Write out every item below word for word, but leave the pictures out.

INPUT DATA ▸
****************
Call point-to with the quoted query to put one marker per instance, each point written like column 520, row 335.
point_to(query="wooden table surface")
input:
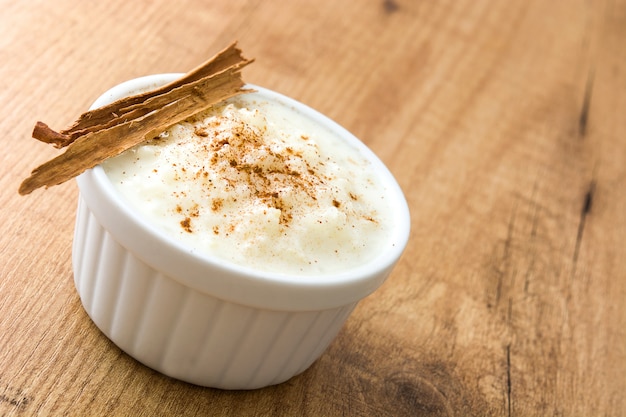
column 504, row 123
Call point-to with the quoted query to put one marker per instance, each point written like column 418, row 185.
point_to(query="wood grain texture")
column 503, row 123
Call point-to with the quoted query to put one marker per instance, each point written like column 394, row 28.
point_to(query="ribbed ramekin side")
column 310, row 345
column 186, row 334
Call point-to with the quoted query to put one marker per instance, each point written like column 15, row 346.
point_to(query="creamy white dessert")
column 257, row 183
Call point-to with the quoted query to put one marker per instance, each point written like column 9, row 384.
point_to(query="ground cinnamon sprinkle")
column 244, row 181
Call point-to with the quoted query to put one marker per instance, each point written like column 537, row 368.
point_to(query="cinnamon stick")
column 105, row 132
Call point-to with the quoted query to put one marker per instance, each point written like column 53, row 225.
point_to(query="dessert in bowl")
column 229, row 251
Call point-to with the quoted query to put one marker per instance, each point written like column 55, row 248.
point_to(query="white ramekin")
column 204, row 320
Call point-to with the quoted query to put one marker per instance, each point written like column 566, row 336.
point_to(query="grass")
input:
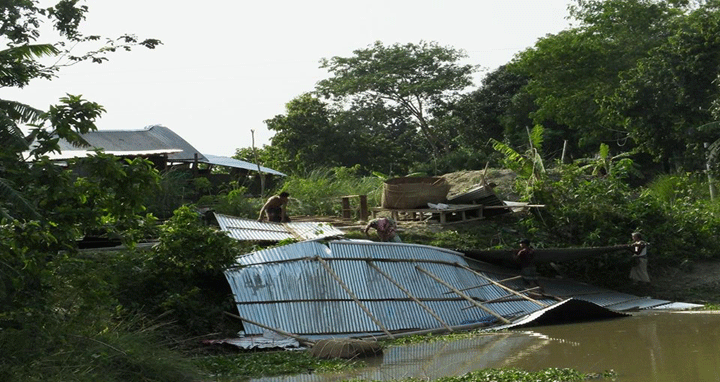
column 231, row 367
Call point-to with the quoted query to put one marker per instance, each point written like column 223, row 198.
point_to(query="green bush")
column 182, row 276
column 236, row 202
column 319, row 192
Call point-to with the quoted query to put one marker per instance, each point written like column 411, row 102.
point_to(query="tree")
column 414, row 77
column 45, row 208
column 481, row 114
column 573, row 72
column 670, row 92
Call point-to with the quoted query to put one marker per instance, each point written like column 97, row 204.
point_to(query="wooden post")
column 257, row 161
column 363, row 207
column 347, row 213
column 710, row 177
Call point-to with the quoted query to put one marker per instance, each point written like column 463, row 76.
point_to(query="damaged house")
column 363, row 289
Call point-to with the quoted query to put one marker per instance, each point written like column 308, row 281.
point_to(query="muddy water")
column 646, row 347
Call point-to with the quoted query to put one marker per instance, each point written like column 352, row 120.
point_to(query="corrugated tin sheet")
column 150, row 138
column 335, row 290
column 252, row 230
column 236, row 163
column 293, row 291
column 69, row 154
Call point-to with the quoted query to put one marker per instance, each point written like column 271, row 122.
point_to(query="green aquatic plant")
column 268, row 364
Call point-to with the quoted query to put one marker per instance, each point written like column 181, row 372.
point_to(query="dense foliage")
column 606, row 124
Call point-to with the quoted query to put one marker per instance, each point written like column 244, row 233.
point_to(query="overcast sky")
column 227, row 66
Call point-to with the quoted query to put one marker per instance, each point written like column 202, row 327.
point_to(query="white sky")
column 227, row 66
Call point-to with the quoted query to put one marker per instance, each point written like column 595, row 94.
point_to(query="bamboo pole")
column 301, row 340
column 463, row 295
column 486, row 284
column 354, row 297
column 513, row 291
column 257, row 161
column 505, row 298
column 407, row 292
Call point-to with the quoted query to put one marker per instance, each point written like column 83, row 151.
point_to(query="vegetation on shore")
column 631, row 91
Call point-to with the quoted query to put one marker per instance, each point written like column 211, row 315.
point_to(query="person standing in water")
column 638, row 273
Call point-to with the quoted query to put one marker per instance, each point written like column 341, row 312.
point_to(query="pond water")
column 644, row 347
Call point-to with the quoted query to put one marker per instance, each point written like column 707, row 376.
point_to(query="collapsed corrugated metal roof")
column 155, row 137
column 251, row 230
column 353, row 287
column 358, row 288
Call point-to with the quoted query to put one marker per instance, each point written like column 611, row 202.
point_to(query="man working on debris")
column 526, row 257
column 385, row 228
column 275, row 208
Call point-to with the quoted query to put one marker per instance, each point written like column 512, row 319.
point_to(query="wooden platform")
column 456, row 213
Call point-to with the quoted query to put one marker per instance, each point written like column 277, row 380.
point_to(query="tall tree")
column 312, row 134
column 414, row 77
column 481, row 114
column 669, row 93
column 572, row 72
column 45, row 208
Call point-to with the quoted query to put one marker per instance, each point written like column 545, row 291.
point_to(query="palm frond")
column 12, row 138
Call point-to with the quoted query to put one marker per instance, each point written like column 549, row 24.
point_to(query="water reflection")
column 651, row 346
column 659, row 347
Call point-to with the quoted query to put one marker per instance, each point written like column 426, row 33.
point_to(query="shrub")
column 183, row 275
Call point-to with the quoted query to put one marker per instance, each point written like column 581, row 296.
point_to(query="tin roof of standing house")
column 357, row 288
column 150, row 138
column 252, row 230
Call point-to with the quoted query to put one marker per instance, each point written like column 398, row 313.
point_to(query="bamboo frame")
column 407, row 292
column 354, row 297
column 463, row 295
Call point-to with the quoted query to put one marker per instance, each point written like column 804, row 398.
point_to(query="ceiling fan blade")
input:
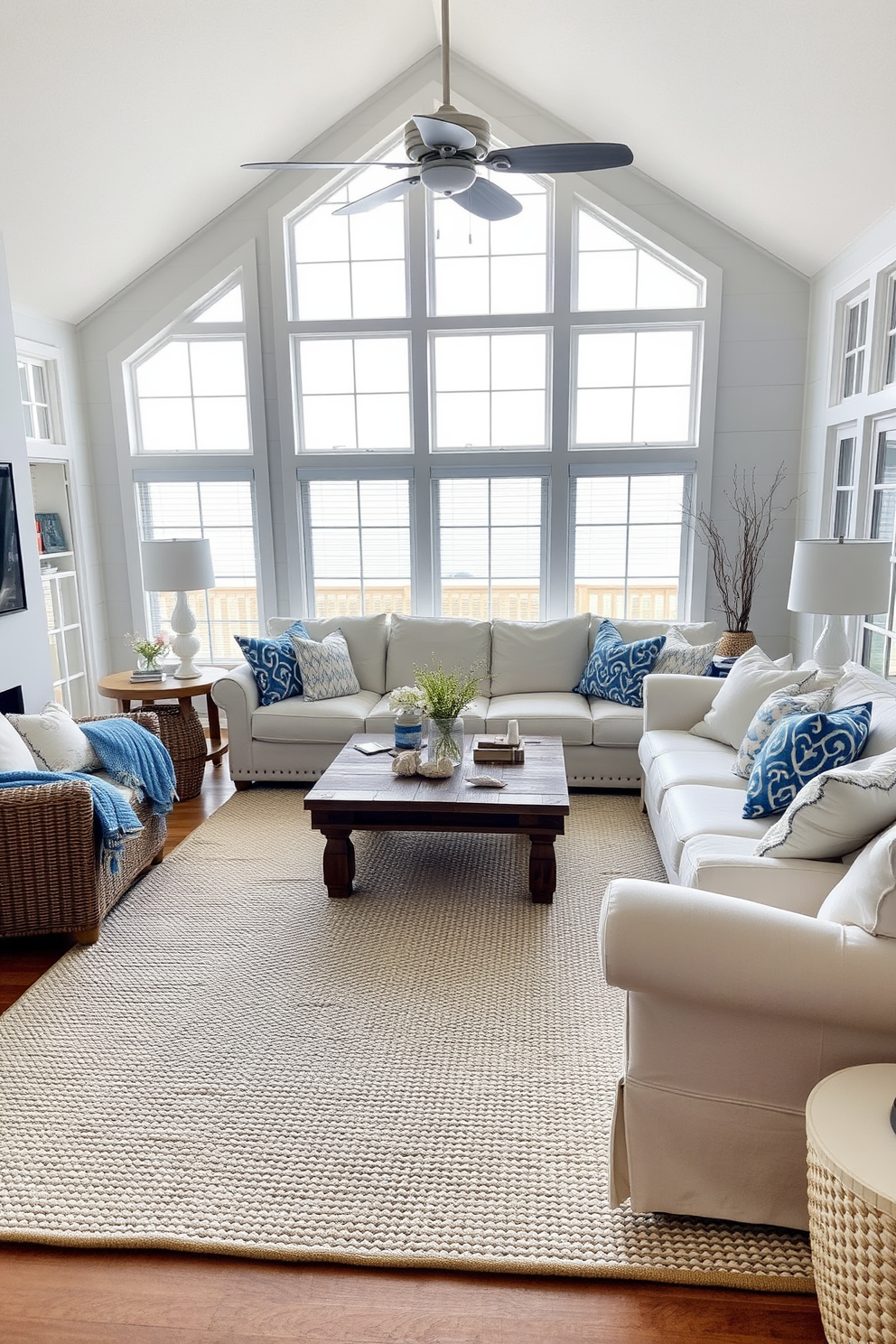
column 488, row 201
column 575, row 157
column 434, row 132
column 378, row 198
column 363, row 164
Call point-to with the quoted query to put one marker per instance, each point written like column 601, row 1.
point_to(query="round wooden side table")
column 852, row 1203
column 181, row 726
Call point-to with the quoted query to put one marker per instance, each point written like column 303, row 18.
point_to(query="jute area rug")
column 421, row 1076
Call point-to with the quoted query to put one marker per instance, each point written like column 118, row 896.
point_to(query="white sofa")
column 739, row 999
column 529, row 671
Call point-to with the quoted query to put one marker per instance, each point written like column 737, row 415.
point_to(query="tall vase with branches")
column 738, row 555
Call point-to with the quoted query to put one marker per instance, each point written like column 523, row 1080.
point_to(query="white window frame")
column 193, row 465
column 556, row 462
column 50, row 369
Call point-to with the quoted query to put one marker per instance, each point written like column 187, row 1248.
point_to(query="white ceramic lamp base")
column 184, row 644
column 833, row 648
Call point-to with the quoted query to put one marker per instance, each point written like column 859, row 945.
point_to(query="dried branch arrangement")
column 736, row 566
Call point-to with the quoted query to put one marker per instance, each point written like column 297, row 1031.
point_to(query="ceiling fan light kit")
column 448, row 146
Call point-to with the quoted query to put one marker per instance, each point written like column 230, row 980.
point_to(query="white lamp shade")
column 840, row 578
column 179, row 566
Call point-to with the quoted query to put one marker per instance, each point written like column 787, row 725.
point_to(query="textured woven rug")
column 422, row 1076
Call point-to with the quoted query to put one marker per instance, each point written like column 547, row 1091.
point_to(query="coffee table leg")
column 543, row 867
column 339, row 862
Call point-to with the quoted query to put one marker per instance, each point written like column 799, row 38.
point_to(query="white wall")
column 762, row 354
column 863, row 262
column 24, row 649
column 58, row 341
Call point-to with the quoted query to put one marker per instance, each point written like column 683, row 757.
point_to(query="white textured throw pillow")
column 835, row 812
column 55, row 741
column 867, row 895
column 750, row 682
column 683, row 658
column 327, row 668
column 14, row 749
column 779, row 705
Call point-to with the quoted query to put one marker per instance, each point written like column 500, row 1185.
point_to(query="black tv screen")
column 13, row 589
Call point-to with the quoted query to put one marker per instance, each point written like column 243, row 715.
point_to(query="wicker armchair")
column 51, row 879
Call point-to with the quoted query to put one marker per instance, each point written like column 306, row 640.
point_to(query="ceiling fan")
column 448, row 148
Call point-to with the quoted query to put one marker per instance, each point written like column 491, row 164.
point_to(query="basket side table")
column 179, row 724
column 852, row 1203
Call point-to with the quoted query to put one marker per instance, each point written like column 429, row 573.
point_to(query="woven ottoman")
column 852, row 1203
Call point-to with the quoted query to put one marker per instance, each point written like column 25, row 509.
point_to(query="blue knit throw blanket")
column 113, row 815
column 135, row 758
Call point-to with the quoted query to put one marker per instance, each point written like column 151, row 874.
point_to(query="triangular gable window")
column 617, row 272
column 226, row 308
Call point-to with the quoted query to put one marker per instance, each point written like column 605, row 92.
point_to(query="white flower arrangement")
column 406, row 699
****************
WORKED SOLUTION ▸
Call point-to with the quoted query to put one marker per instance, each point written like column 520, row 335.
point_to(query="wooden table surface")
input:
column 504, row 123
Call point-to with the quoted query to put one marker per instance, each point written like column 418, row 185.
point_to(query="wood grain texture")
column 503, row 123
Call point-to with the quoted query to put one marker per instance, each point written like column 394, row 28.
point_to(query="ribbed ramekin side")
column 310, row 345
column 186, row 334
Call point-to with the quoted query to put one marker per instance, each point written like column 15, row 346.
point_to(query="creamy white dessert")
column 257, row 183
Call point-to with the quoted query to put one marker per instance, each point written like column 9, row 384.
point_to(query="ground cinnamon sprinkle")
column 244, row 181
Call point-to with the quoted query to put one marker per instance, each point written like column 537, row 368.
point_to(query="cinnamon stick")
column 105, row 132
Call point-to with the quoted query to put one marker per instance, each point written like column 53, row 225.
point_to(query="dessert in bowl")
column 229, row 251
Call point-to with the quoted query to put one marker per instance, each point written like column 55, row 248.
point_to(query="white ramekin")
column 204, row 320
Call point-to with the quoted query to put one marker per instance, each point written like column 566, row 336.
point_to(query="grass")
input:
column 231, row 367
Call point-to with the quoted query to put one marker per instance, each point written like column 223, row 198.
point_to(query="green bush")
column 182, row 276
column 236, row 202
column 319, row 192
Call point-to with the quoted query to put one marker per instance, each point written like column 411, row 102.
point_to(query="tree")
column 414, row 77
column 45, row 208
column 481, row 114
column 573, row 72
column 670, row 92
Call point-to with the quoted query to put one marker per instance, each point written like column 97, row 204.
point_to(query="wooden post")
column 257, row 161
column 363, row 207
column 347, row 213
column 710, row 177
Call point-to with the quoted query to put one marker per instance, each point written like column 463, row 76.
point_to(query="damaged house")
column 363, row 289
Call point-to with the quoted query to put one marker per instance, each point written like column 308, row 281.
point_to(query="muddy water")
column 646, row 347
Call point-to with the quoted query to put one marker per instance, each point written like column 352, row 120.
point_to(query="corrugated tin sheet")
column 150, row 138
column 335, row 290
column 252, row 230
column 236, row 163
column 293, row 291
column 69, row 154
Call point-to with the quoted query to put one marker per instance, each point written like column 271, row 122.
point_to(query="green aquatic plant")
column 268, row 364
Call point-to with the quoted query to put one marker per instance, each point written like column 181, row 372.
point_to(query="dense foliage")
column 606, row 124
Call point-to with the quoted query to put one marker per instance, each point written like column 244, row 233.
point_to(query="overcast sky")
column 227, row 66
Call point-to with the quoted query to put one marker per instance, each point written like column 202, row 327.
point_to(query="white sky")
column 227, row 66
Call point-to with the quoted query to put one marker per instance, each point written like column 595, row 94.
point_to(query="bamboo pole")
column 301, row 340
column 463, row 295
column 486, row 284
column 354, row 297
column 513, row 291
column 257, row 161
column 505, row 298
column 407, row 292
Call point-to with the quoted query to put one marker per instance, each point written like column 83, row 151.
point_to(query="vegetation on shore")
column 631, row 91
Call point-to with the quoted query to put one marker per instance, each point written like column 211, row 315.
point_to(query="person standing in water")
column 638, row 273
Call point-to with the quoted query to put one marker per instance, each point written like column 341, row 312.
point_to(query="pond water")
column 644, row 347
Call point-to with the quoted query to put one marker per instance, each point written like column 707, row 376.
point_to(query="collapsed corrugated metal roof")
column 155, row 137
column 251, row 230
column 353, row 287
column 358, row 288
Call point-to with the quoted query to put one marker per instance, each point written like column 611, row 202.
point_to(query="man working on debris")
column 526, row 257
column 385, row 228
column 275, row 208
Call point-to with the quoted query to put one marker per instance, each point written like column 512, row 319.
point_to(query="wooden platform")
column 456, row 213
Call point-to with the quoted query to put one marker per instance, each point written like column 277, row 380.
point_to(query="tall tree")
column 312, row 134
column 414, row 77
column 481, row 114
column 669, row 93
column 572, row 72
column 45, row 208
Call point-to with the quoted query to put one marker per instance, each point written like column 545, row 291.
point_to(query="palm frond")
column 12, row 138
Call point-to with the quoted query to put one marker per instance, each point written like column 549, row 24.
point_to(query="water reflection")
column 651, row 346
column 659, row 347
Call point-to with the quoted query to put one marker per instance, each point written like column 426, row 33.
point_to(query="shrub")
column 183, row 275
Call point-to with the quoted query to put one marker per instance, each point written like column 581, row 296.
point_to(query="tin roof of standing house")
column 357, row 288
column 150, row 138
column 252, row 230
Call point-to with the quoted query to put one marker per instance, each point written like column 398, row 313.
point_to(query="bamboo frame")
column 407, row 292
column 354, row 297
column 463, row 295
Call point-to with the quoted query to put one marker per instance, each point written like column 804, row 398.
point_to(query="ceiling fan blade")
input:
column 488, row 201
column 575, row 157
column 434, row 132
column 378, row 198
column 363, row 164
Call point-to with the quoted query to put one marker per instance, each point written like column 601, row 1.
point_to(query="round wooden side table")
column 852, row 1203
column 181, row 726
Call point-to with the quoted query to put one marker per instance, each point written like column 303, row 18.
point_to(query="jute area rug")
column 421, row 1076
Call point-to with the quoted query to put one marker per instance, each point written like column 118, row 896.
point_to(query="white sofa")
column 739, row 999
column 529, row 671
Call point-to with the quoted query to put one marker per instance, each point written like column 737, row 415.
point_to(query="tall vase with branches")
column 738, row 555
Call point-to with the quoted query to put one marker per instance, each point written like column 523, row 1080.
point_to(query="white window frame")
column 193, row 465
column 556, row 462
column 50, row 369
Call point-to with the quoted query to put one marker per instance, each point written like column 187, row 1248.
point_to(query="white ceramic lamp base")
column 184, row 644
column 833, row 648
Call point-to with the quoted query to put one marker per instance, each point written like column 859, row 945.
point_to(query="dried branch arrangement")
column 736, row 566
Call point-to with the quoted query to put one marker per instance, each point written like column 297, row 1031.
point_to(query="ceiling fan light kit")
column 448, row 146
Call point-to with the quoted query to put one marker per instance, each point written like column 230, row 980.
point_to(query="white lamp shade")
column 840, row 578
column 179, row 566
Call point-to with the quoted query to put one marker per instance, each point written like column 787, row 725.
point_to(query="textured woven rug")
column 422, row 1076
Call point-to with the quoted query to put one marker per instance, each point written like column 547, row 1091.
point_to(query="coffee table leg")
column 543, row 867
column 339, row 862
Call point-to with the quoted query to put one marker per instance, each point written like column 799, row 38.
point_to(query="white wall")
column 762, row 354
column 863, row 262
column 24, row 649
column 58, row 341
Call point-to with the quoted query to put one marker per instance, each point written like column 683, row 757.
point_to(query="white textured throw pillow")
column 835, row 812
column 55, row 741
column 867, row 895
column 750, row 682
column 683, row 658
column 327, row 668
column 14, row 749
column 779, row 705
Call point-to with the quoted query to put one marker per instance, each point written like column 500, row 1185.
point_to(query="black tv screen")
column 13, row 589
Call point-to with the quoted query to put one marker per instance, each point written like column 243, row 715.
point_to(query="wicker armchair")
column 51, row 879
Call point-to with the quoted query to put one marker per instance, each point written like column 306, row 640.
point_to(query="ceiling fan")
column 448, row 148
Call point-to with the quoted query to put one marker per instance, each point written like column 491, row 164.
point_to(query="basket side table")
column 179, row 724
column 852, row 1203
Call point-to with the quoted query to put one marker per instance, each point written like column 429, row 573.
point_to(query="woven ottoman")
column 852, row 1203
Call point-to with the quoted query to put one marker per instance, each point written like column 25, row 509.
point_to(query="blue knit throw blanket")
column 113, row 815
column 135, row 758
Call point-to with the quoted query to put one marker per instance, each point written like column 151, row 874.
point_to(query="triangular gable window")
column 617, row 272
column 226, row 308
Call point-to with the quoted query to put one marker per instance, each point written like column 605, row 92.
point_to(query="white flower arrangement")
column 406, row 699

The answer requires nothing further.